Recorded data ▸

-.-.-

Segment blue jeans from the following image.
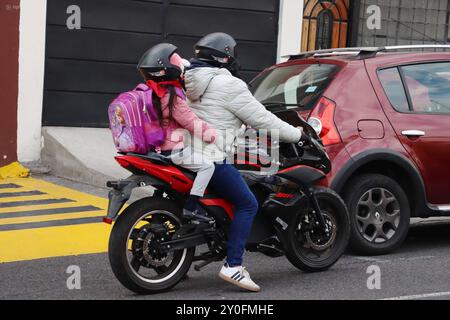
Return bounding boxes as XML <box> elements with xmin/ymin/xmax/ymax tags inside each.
<box><xmin>208</xmin><ymin>163</ymin><xmax>259</xmax><ymax>267</ymax></box>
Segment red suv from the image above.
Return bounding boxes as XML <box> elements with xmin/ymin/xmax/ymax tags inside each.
<box><xmin>250</xmin><ymin>46</ymin><xmax>450</xmax><ymax>255</ymax></box>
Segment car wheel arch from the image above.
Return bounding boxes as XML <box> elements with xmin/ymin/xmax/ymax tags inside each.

-.-.-

YOUR OBJECTIVE ▸ From the first line to the last, give the data again exactly, but without pictures.

SOLUTION FOR THIS EXERCISE ▸
Segment blue jeans from the following image.
Return bounding boxes as XML <box> elements with xmin/ymin/xmax/ymax tags inside each.
<box><xmin>208</xmin><ymin>163</ymin><xmax>259</xmax><ymax>267</ymax></box>
Segment red suv from the image above.
Return bounding boxes as XML <box> elements with xmin/ymin/xmax/ymax tags inside each.
<box><xmin>250</xmin><ymin>46</ymin><xmax>450</xmax><ymax>255</ymax></box>
Segment car wheel arch from the image above.
Return bounding boxes as XML <box> elements with xmin/ymin/xmax/ymax tags inside each.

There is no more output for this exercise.